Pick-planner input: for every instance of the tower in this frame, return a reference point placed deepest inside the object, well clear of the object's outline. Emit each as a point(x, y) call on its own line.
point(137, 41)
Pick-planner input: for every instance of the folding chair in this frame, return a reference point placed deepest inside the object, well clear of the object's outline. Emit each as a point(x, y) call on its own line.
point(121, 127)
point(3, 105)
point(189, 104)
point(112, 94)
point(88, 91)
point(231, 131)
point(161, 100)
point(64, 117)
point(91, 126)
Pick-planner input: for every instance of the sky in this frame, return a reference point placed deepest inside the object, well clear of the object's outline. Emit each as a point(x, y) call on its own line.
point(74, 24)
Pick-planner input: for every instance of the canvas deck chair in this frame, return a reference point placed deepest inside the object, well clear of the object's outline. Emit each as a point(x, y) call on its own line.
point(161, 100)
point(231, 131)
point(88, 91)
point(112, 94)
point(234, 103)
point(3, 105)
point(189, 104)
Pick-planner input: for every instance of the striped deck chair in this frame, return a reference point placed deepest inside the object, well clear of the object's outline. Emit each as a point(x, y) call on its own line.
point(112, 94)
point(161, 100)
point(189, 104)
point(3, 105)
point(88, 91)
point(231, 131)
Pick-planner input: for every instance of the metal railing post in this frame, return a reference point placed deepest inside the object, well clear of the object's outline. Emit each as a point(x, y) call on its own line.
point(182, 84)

========================

_Stated problem_
Reproduce every line of the data above without any change.

_Reply to the exercise_
Pick-planner input: for every instance of the tower in this frame, return a reference point placed deepest inside the object, well clear of the object's outline. Emit each as a point(x, y) call on its own line.
point(137, 41)
Pick-planner input: for every instance of the folding chair in this frame, return a reference point placed deepest inside the object, well clear of the object's outline. Emit each as a point(x, y) call on its own line.
point(121, 127)
point(3, 105)
point(189, 104)
point(112, 94)
point(88, 91)
point(231, 131)
point(161, 100)
point(64, 117)
point(91, 126)
Pick-planner input: for every instance of the sky in this frame, return a reference point placed deepest inside the object, well clear of the object's outline. Emit each as a point(x, y) call on its own line.
point(74, 24)
Pick-planner input: for every instance of the canvas deck chair in this frame, return a reference point placed deepest inside the object, well clear of the object's outline. Emit each as a point(x, y) call on its own line.
point(161, 100)
point(231, 131)
point(88, 91)
point(112, 94)
point(234, 103)
point(3, 105)
point(189, 104)
Pick-planner input: for every instance of the striped deck chair in this frame, return a reference point placed deepest inside the object, well clear of the object's outline. Emit each as a point(x, y) call on its own line.
point(112, 94)
point(161, 100)
point(189, 104)
point(3, 105)
point(88, 91)
point(231, 131)
Pick-planner input: for every instance of the metal railing post in this frame, return a reference point placed deepest inside the object, well clear of the object's outline. Emit each as a point(x, y) call on its own line.
point(182, 84)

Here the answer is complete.